DOCUMENT EXCERPT Block Start

Epigenetics is the study of how genetic blueprints are turned into proteins, a process called gene expression, and how this process is regulated to create dynamic variations in levels of protein production. Protein production shifts in response to diet, environment, aging, and other factors, and can have a large impact on long-term health. The practice of calorie restriction produces sweeping epigenetic changes for example, leading to significantly longer healthy lives in laboratory animals.
Here researchers review work on the epigenetics of exercise in humans. Cataloging epigenetic alterations that occur in response to exercise is an early step on the road to trying to reproduce these changes using drugs or other techniques. At some point it will be possible for all of us to have optimal operation of metabolism for long-term health without actually undertaking exercise or calorie restriction or having good genes. But it is worth considering that this outcome is still a long way distant, and the old-fashioned methods of achieving the same goals are free, proven, and presently available to everyone.

DOCUMENT EXCERPT Block End

YOUR GOAL =
Answer these questions from the epigenetics text above:
(a) What name does the text give to the process by which genetic blueprints are turned into proteins?
(b) Which practice does the text say leads to significantly longer healthy lives in laboratory animals?
(c) What three things does the text say about the old-fashioned methods of achieving the same goals?

GIVEN ENTRIES Block Start

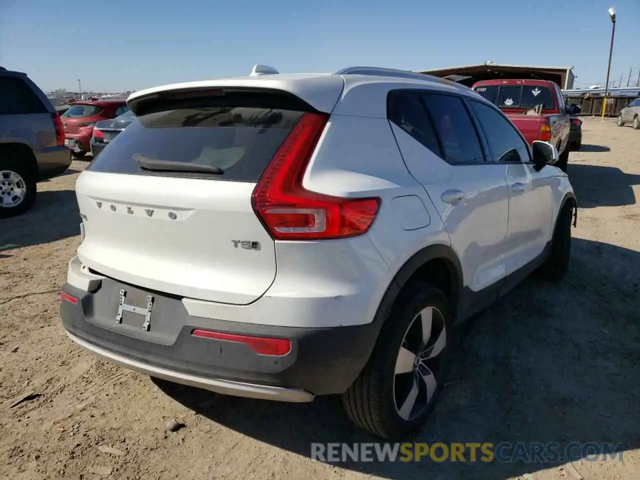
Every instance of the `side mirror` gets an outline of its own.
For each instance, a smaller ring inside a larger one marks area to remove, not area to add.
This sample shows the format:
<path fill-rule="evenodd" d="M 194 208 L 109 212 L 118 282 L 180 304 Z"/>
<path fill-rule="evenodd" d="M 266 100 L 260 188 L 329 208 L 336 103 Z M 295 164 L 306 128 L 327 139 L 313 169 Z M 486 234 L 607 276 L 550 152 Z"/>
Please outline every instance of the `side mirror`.
<path fill-rule="evenodd" d="M 542 170 L 545 165 L 552 165 L 558 161 L 557 148 L 546 141 L 536 140 L 533 142 L 532 150 L 536 172 Z"/>

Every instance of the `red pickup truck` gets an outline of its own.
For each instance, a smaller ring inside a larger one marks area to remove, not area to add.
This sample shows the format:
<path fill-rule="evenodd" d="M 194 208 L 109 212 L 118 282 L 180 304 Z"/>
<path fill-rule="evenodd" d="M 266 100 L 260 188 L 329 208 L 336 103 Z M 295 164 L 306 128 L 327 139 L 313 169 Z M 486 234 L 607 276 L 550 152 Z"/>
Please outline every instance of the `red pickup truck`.
<path fill-rule="evenodd" d="M 547 141 L 557 148 L 556 163 L 566 172 L 570 111 L 557 84 L 545 80 L 484 80 L 472 88 L 500 108 L 531 145 Z"/>

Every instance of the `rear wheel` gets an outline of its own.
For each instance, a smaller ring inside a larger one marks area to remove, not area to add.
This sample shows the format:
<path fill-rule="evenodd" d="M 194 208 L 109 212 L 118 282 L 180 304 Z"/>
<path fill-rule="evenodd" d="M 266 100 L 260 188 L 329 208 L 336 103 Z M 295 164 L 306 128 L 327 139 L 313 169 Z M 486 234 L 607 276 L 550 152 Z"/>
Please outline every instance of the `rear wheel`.
<path fill-rule="evenodd" d="M 538 270 L 543 280 L 559 282 L 564 278 L 571 258 L 571 223 L 573 218 L 573 206 L 567 202 L 563 207 L 556 222 L 551 252 L 545 263 Z"/>
<path fill-rule="evenodd" d="M 402 439 L 424 422 L 442 390 L 451 314 L 444 294 L 422 282 L 405 287 L 396 305 L 342 401 L 361 428 Z"/>
<path fill-rule="evenodd" d="M 35 175 L 29 168 L 32 159 L 19 155 L 13 150 L 0 152 L 0 218 L 24 213 L 36 199 Z"/>
<path fill-rule="evenodd" d="M 556 166 L 564 172 L 566 172 L 567 165 L 569 163 L 569 148 L 568 147 L 564 148 L 564 151 L 558 157 L 558 161 L 556 162 Z"/>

GIVEN ENTRIES Block End

WRITTEN REPLY =
(a) Gene expression.
(b) Calorie restriction.
(c) They are free, proven, and presently available to everyone.